Less peaty than usual, and the nose and mouth are far sweeter than past years. This dram is complex but tightly wound together.
Nose and mouth are similar: wet wool sweater after playing in the snow; burlap, muslin curtains, silly putty, rhubarb pie, very slight caramel, wet sand, white pepper, spices in an old fashioned dense carrot cake, molasses, sea salt, minerals that are a bit like the LB 16: paraffin, wax, clean mechanics garage, coastal brine. On the mouth only: fresh Band Aids, juniper sap, ochre. bee pollen. And bitterness on the finish that must be from the wood. It's not astringent at all but it is fairly pronounced.
The peat is subtle. Not really much like a Longrow but in this case that is favorable. The poor man's LB 16. A bit flatter and less radiant but in the same vein. I often want more peat from a Springbank. This is in between a Springbank and a Longrow. I would call it a successful experiment. Glass is worth nosing after the dram is finished. Read a book for once as you enjoy this dram, why don't you? Sit in an old leather chair. Pet your dog's head occasionally. Consider burning that Cohiba you've been saving for a special occasion. This holiday season is shot anyway. There's no time like the present.
As my bottle oxydizes, the peat is picking up steam. It's becoming more Longrow-like but in a good way. I like this one!
I prefer to drink Longrow 18 2020 after first sipping the lastest IAAS in my glass (without rinsing). I can't express how well the IAAS 3 dried effluvium compliments a small pour of the Longrow 18. It's just sublime. This said, I am not a fan of rumwood with Springbank whiskies in general. I prefer the 2018 over this year's. The 2019 said it didn't have rum, but I think it did have some rum wood. The 2018 is the purist's dram, and the 2015 is even better IMO. I gave the 2018 a score of 89. I couldn't to that high on this bottle. It's the bitter note in the finish that put me off. I couldn't bump up the 2018 Longrow 18 to a 90 so I had to go with a score of 88 for this year's release. It's quite fun and entertaining and I don't regret buying two bottles.
New update: I just opened a 2018 Longrow 18. I definitely like it better than the 2020. I noticed the score is considerably lower on WB. I find that interesting. I also just opened the Cadenheads Ledaig 12 54.9. I like it better slightly than a Lagavulin 12 2017 that I have open as well. The Lag is nice but it's got this sort of mid-range bombast that is less interesting and less complex than the single cask Ledaig.

WHAT YOU HAVE TO DO.
Duplicate everything in the whisky tasting notes from "Less peaty than" down to "is fairly pronounced.". Rely solely on the whisky tasting notes above.

SOURCE INFORMATION.

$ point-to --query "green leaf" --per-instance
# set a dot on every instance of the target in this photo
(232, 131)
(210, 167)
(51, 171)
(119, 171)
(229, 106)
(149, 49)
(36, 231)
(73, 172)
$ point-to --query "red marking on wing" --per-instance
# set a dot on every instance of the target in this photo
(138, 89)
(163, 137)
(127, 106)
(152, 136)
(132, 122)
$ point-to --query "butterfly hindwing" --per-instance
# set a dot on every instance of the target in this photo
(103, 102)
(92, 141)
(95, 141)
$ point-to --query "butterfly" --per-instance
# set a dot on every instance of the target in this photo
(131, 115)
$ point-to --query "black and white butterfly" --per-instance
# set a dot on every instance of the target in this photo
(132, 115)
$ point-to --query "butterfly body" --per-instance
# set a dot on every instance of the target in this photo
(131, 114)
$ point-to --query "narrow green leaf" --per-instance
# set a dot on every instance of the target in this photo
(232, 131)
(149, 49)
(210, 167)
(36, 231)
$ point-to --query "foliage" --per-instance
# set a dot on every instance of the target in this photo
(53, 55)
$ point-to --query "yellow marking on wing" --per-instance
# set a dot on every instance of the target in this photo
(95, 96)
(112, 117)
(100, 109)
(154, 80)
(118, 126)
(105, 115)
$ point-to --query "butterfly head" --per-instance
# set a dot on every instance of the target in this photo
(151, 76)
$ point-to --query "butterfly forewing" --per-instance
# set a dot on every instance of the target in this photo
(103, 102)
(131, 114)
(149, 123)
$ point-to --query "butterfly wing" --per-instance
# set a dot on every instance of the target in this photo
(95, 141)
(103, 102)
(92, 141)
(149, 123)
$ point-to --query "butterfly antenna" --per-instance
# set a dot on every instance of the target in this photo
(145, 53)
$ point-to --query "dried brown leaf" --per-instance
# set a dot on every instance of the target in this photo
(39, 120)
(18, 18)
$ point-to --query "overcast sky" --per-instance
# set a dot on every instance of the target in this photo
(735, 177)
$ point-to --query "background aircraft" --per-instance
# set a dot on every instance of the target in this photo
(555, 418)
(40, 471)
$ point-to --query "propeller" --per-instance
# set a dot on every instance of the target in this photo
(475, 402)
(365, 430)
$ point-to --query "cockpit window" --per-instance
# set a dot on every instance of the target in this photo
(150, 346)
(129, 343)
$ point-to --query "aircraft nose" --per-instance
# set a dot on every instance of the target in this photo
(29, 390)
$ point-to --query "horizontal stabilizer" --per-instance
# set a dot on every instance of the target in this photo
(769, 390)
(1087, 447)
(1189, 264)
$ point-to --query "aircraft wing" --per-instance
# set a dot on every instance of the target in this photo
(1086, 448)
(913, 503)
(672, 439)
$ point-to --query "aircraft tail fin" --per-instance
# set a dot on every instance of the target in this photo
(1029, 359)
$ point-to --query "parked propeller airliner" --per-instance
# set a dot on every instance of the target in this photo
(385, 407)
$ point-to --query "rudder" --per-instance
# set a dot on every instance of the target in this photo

ANSWER TO THE PROBLEM.
Less peaty than usual, and the nose and mouth are far sweeter than past years. This dram is complex but tightly wound together.
Nose and mouth are similar: wet wool sweater after playing in the snow; burlap, muslin curtains, silly putty, rhubarb pie, very slight caramel, wet sand, white pepper, spices in an old fashioned dense carrot cake, molasses, sea salt, minerals that are a bit like the LB 16: paraffin, wax, clean mechanics garage, coastal brine. On the mouth only: fresh Band Aids, juniper sap, ochre. bee pollen. And bitterness on the finish that must be from the wood. It's not astringent at all but it is fairly pronounced.